La mobilité et sa perception

Choisis ou contraints, les déplacements sont le support du mode de vie. Bien que l’offre de transports du Ceso présente de nombreux atouts, les déplacements représentent toujours une difficulté relative pour les usagers, souvent contraints d’emprunter leur véhicule personnel. Les flux vers Paris sont essentiellement générés par le travail (les déplacements sont quatre fois plus importants en semaine que le week-end). Le RER reste le moyen de transport préféré des actifs, mais il fait l’objet de nombreuses critiques. Ses dysfonctionnements ont des conséquences sur la mobilité des habitants du Ceso (ils se déplacent en voiture), les lieux pratiqués (ils privilégient ceux qui sont accessibles en voiture) et l’implantation des actifs sur le territoire. Ils sont en même temps à l’origine de nouvelles pratiques de déplacement (covoiturage et auto-stop) qui témoignent d’une prise en compte de ces difficultés par les usagers.

Les habitants de quartiers populaires se déplacent beaucoup (en cela, l’enquête confirme les études de mobilité), à l’échelle départementale ou régionale, que ce soit pour le travail, des démarches administratives, des activités de consommation (enseignes discounts de Corbeil-Essonnes, marché ethnique de Grigny), de sociabilité et de loisir (base de loisir de Draveil). Ce résultat relativise l’affirmation selon laquelle cette population a une pratique de mobilité réduite par rapport à la classe moyenne, même si les comportements de mobilité peuvent être très différents en fonction de l’origine, de l’âge, du sexe et du degré d’intégration sociale des individus.
****************
# ÉNONCÉ A:
Répondez à ces questions sur le texte sur la mobilité :
(i) Qu'est-ce qui crée surtout les flux vers Paris ?
(ii) Quel moyen de transport les actifs préfèrent-ils ?
(iii) Dans quelle ville se trouve le marché ethnique cité ?
# ÉNONCÉ B:
Recopiez le passage du texte sur la mobilité qui commence par « Les habitants de » et se poursuit jusqu'à « sociale des individus. ».
# ÉNONCÉ C:
D'après le texte sur la mobilité, pourquoi les habitants du Ceso prennent-ils la voiture ? Répondez en une à trois phrases.

# DONNÉES FOURNIES:
****************
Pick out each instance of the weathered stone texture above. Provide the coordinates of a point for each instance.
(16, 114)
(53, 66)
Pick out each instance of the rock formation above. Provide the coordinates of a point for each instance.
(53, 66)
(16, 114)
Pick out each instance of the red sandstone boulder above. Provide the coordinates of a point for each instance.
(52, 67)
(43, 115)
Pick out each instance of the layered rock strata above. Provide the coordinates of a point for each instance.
****************
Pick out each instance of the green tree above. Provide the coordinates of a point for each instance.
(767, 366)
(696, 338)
****************
# RÉPONSE COMPLÈTE A:
(i) Le travail.
(ii) Le RER.
(iii) À Grigny.

# RÉPONSE COMPLÈTE B:
Les habitants de quartiers populaires se déplacent beaucoup (en cela, l’enquête confirme les études de mobilité), à l’échelle départementale ou régionale, que ce soit pour le travail, des démarches administratives, des activités de consommation (enseignes discounts de Corbeil-Essonnes, marché ethnique de Grigny), de sociabilité et de loisir (base de loisir de Draveil). Ce résultat relativise l’affirmation selon laquelle cette population a une pratique de mobilité réduite par rapport à la classe moyenne, même si les comportements de mobilité peuvent être très différents en fonction de l’origine, de l’âge, du sexe et du degré d’intégration sociale des individus.

# RÉPONSE COMPLÈTE C:
Le RER, que les actifs préfèrent, a de nombreux dysfonctionnements. À cause de ces problèmes, les habitants se déplacent en voiture et choisissent les lieux qu'on peut rejoindre en voiture.